• [Problem A]:
Return the part of the blog post excerpt from "Our murders go" to "of white women." word for word.

• [Text to read]:
▼

Our murders go unnoticed. Our children are unprotected. And our existence and humanity becomes couched in the sexualized, unforgiving lens of white men, the incessant needs of black men or the whiney, intrusive, pseudo omniscient agency of white women.

It’s humiliating. It’s infuriating. It’s unconscionable. But mostly, its exhausting.

I have started and stopped this blog post three times. It was meant to be the very first blog I posted back in 2010. At the time I just wanted to introduce the world to the space I created for and about Black women’s lives – I wanted us to be able to sing our songs loud and proud and unapologetically. I didn’t publish what I wrote because I thought there were enough spaces like that on the internet. I was wrong, there are never enough. I attempted to write it again, from a different perspective in February of 2011 when the Anti-Abortion ads went up around the country attacking Black babies in the womb and Black women at the core and again in March 2011 when the 11 year old girl was gang raped in Texas, but I couldn’t quite express my outrage in the way I wanted to at the time. I wanted to cry for Black women all over the page but I didn’t think either narrative needed more pain, so I digressed. Every time a major news story hit the web about Black women or girls, I tried. When Too Short released the video instructing jr. high school boys on how to sexually assault little girls, when the Black maid was raped by Strauss-Kahn, when Zoe Saldana was cast as Nina Simone, any number of the GOP attacks on reproductive health and poor women and children – over and over again – I wanted to write something, but something stopped me.

▲

[Image region outline records]
▼

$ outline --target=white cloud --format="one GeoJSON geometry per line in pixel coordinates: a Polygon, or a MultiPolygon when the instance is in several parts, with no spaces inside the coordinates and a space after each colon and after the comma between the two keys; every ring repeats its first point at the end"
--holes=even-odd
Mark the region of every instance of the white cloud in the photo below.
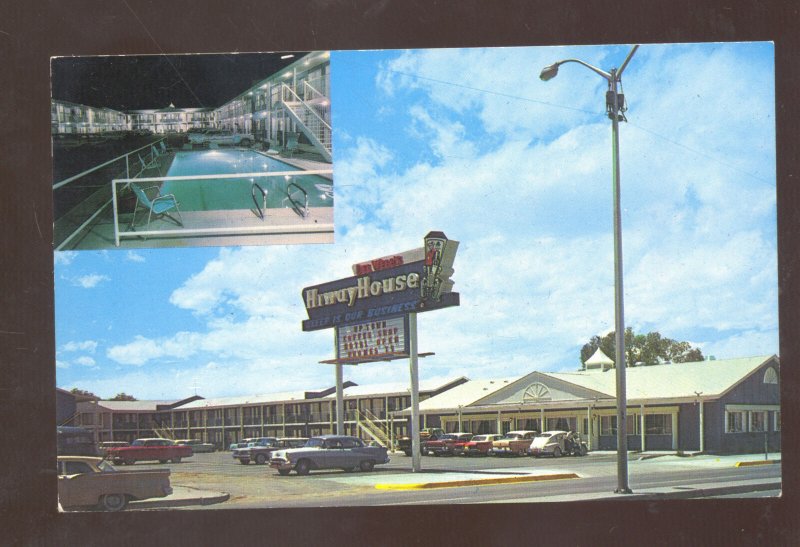
{"type": "Polygon", "coordinates": [[[103,281],[109,281],[110,279],[111,278],[107,275],[89,274],[74,278],[72,280],[72,284],[78,287],[83,287],[84,289],[92,289],[103,281]]]}
{"type": "Polygon", "coordinates": [[[61,346],[62,351],[88,351],[94,353],[97,350],[97,342],[94,340],[84,340],[82,342],[67,342],[61,346]]]}
{"type": "Polygon", "coordinates": [[[82,367],[93,367],[97,364],[94,359],[86,355],[77,357],[76,359],[73,359],[72,362],[76,365],[81,365],[82,367]]]}
{"type": "Polygon", "coordinates": [[[128,251],[125,253],[125,260],[129,262],[145,262],[145,258],[136,251],[128,251]]]}
{"type": "Polygon", "coordinates": [[[55,251],[53,253],[53,262],[61,266],[69,266],[77,256],[77,251],[55,251]]]}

▲

• [Problem B]:
Rewrite the listing from its first line through the line containing "--holes=even-odd", changing "white cloud" to "gray cloud" and leaving everything else unchanged. Give only those lines.

• [Task response A]:
Our murders go unnoticed. Our children are unprotected. And our existence and humanity becomes couched in the sexualized, unforgiving lens of white men, the incessant needs of black men or the whiney, intrusive, pseudo omniscient agency of white women.

• [Task response B]:
$ outline --target=gray cloud --format="one GeoJSON geometry per line in pixel coordinates: a Polygon, or a MultiPolygon when the instance is in several parts, with no spaces inside the coordinates and a space after each colon and after the comma between the two keys; every ring repeats its first point at the end"
--holes=even-odd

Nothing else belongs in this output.